BEGIN Listed records

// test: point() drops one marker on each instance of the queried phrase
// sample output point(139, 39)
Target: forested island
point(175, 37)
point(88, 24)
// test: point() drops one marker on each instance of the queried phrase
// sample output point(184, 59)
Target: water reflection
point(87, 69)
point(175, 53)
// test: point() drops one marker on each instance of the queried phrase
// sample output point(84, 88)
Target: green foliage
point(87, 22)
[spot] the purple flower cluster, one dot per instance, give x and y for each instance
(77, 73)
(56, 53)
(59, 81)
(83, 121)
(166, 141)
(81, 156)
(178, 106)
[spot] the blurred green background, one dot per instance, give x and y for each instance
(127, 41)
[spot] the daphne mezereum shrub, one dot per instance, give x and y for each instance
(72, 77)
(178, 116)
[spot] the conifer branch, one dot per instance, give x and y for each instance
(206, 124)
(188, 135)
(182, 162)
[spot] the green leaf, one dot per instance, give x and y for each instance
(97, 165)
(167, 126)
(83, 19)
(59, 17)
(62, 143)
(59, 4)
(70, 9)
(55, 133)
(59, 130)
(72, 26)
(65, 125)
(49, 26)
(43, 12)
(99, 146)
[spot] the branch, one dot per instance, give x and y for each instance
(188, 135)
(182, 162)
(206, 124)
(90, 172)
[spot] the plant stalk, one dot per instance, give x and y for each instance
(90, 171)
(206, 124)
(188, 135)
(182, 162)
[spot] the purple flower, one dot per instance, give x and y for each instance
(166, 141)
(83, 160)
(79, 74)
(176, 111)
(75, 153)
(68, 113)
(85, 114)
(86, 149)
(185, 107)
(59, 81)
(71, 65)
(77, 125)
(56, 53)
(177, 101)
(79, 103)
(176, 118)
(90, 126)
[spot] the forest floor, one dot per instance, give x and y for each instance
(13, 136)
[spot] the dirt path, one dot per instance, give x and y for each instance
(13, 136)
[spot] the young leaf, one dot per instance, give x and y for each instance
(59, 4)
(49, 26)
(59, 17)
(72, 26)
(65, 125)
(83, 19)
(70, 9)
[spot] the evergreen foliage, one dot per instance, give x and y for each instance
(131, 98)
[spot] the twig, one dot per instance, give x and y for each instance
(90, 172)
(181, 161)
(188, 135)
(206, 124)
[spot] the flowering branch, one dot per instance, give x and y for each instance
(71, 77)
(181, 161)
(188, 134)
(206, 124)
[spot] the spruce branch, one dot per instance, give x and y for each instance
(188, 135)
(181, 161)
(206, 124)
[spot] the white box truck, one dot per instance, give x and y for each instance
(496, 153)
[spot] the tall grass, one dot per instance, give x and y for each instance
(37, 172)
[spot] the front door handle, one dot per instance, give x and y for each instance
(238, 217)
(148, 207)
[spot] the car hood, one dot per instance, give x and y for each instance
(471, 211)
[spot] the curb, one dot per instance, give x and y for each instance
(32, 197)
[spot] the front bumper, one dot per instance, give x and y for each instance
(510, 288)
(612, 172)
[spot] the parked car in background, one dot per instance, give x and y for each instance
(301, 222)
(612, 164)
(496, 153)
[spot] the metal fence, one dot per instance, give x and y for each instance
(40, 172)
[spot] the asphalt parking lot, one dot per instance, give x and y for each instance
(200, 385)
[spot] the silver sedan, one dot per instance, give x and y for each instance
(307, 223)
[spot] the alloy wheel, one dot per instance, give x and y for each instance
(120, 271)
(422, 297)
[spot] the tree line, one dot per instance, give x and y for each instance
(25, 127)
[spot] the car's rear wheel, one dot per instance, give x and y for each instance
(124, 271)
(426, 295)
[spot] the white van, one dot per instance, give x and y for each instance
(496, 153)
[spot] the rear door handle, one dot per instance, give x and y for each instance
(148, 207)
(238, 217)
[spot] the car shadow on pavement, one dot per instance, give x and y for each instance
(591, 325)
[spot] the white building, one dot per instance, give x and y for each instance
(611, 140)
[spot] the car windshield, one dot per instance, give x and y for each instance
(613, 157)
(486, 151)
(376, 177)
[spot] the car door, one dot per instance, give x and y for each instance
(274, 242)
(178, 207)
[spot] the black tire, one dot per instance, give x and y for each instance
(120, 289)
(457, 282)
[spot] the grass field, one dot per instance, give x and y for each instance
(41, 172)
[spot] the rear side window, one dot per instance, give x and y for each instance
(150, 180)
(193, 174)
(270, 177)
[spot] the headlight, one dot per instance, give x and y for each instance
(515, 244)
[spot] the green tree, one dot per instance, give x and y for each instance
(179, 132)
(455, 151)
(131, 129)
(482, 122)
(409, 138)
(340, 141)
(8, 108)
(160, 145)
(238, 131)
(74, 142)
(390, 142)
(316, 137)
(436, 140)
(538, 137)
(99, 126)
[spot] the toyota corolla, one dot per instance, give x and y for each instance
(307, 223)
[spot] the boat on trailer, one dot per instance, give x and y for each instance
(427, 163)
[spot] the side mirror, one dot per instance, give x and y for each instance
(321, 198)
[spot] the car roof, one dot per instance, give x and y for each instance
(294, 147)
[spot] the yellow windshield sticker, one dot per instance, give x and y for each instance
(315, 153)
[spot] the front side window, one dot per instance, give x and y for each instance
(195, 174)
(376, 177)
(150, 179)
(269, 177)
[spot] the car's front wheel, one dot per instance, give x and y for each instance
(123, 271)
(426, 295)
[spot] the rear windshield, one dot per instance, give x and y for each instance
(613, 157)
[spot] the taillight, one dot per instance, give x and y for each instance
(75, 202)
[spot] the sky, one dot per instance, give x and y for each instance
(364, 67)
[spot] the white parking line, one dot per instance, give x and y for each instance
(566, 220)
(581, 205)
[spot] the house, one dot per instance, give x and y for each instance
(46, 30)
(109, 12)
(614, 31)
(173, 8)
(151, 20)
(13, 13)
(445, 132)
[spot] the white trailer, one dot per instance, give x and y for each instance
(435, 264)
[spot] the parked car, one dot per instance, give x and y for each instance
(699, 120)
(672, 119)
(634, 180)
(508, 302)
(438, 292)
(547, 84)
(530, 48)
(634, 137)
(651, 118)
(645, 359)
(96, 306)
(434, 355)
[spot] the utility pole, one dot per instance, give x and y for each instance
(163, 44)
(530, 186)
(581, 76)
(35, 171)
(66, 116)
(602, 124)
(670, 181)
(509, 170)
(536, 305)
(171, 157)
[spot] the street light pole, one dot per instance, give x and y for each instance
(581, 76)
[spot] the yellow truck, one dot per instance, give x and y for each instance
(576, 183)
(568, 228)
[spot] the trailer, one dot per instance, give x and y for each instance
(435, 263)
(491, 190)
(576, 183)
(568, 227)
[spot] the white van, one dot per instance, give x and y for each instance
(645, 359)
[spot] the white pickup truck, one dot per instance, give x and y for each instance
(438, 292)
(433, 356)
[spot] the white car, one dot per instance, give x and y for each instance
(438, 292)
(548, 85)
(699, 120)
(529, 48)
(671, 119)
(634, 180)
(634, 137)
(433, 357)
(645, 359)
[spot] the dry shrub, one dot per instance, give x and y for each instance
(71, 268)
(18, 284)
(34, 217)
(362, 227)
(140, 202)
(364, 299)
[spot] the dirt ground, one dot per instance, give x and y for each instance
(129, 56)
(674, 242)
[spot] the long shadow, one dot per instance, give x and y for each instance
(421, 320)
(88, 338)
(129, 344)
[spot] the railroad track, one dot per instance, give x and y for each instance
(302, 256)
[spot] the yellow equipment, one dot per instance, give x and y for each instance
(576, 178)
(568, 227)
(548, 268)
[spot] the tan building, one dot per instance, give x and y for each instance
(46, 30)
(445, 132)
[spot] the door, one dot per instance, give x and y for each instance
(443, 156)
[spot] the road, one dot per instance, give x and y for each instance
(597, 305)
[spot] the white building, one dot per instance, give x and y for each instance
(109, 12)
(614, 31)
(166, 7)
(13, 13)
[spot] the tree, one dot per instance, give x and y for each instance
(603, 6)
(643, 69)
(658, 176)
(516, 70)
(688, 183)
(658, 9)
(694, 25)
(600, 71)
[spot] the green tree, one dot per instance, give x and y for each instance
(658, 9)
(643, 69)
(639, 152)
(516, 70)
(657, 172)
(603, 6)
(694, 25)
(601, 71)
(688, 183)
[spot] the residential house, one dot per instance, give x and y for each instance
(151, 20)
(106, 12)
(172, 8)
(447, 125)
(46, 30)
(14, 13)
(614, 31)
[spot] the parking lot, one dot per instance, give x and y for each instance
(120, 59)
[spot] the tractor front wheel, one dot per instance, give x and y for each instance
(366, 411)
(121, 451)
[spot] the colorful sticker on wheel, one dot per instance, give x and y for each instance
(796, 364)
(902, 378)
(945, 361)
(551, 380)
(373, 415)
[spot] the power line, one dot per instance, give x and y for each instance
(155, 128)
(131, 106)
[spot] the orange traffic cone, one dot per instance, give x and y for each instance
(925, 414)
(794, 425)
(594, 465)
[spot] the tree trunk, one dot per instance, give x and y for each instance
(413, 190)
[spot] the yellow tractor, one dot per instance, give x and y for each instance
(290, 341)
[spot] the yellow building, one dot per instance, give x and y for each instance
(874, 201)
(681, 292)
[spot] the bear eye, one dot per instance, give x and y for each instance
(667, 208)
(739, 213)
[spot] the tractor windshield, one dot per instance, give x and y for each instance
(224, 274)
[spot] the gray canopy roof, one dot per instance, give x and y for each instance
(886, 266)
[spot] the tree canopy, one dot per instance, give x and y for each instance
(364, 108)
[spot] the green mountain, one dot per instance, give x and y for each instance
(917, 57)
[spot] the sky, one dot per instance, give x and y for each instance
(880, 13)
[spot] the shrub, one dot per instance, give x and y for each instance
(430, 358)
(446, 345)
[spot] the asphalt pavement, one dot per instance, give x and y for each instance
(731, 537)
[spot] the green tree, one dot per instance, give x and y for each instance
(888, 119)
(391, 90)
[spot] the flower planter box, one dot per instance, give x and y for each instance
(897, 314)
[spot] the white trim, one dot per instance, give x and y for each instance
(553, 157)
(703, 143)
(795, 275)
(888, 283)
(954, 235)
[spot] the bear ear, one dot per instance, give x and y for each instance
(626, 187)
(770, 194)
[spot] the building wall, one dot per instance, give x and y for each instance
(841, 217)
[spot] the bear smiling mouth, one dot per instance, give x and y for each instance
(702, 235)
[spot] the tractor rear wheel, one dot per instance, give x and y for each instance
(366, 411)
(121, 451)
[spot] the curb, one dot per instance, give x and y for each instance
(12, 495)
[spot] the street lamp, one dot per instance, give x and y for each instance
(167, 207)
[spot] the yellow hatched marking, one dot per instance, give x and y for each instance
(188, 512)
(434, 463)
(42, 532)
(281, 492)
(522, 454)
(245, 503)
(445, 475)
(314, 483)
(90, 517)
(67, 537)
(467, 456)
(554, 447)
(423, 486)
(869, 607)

END Listed records

Problem description
Repeat exactly the lines above from the line that contains "[spot] the yellow hatched" through the end. Include both of these ends; leave out everything else.

Output
[spot] the yellow hatched marking, one dot per instance, give x and y for each instance
(188, 512)
(434, 463)
(42, 532)
(281, 492)
(522, 454)
(245, 503)
(445, 475)
(314, 483)
(90, 517)
(67, 537)
(467, 456)
(554, 447)
(423, 486)
(869, 607)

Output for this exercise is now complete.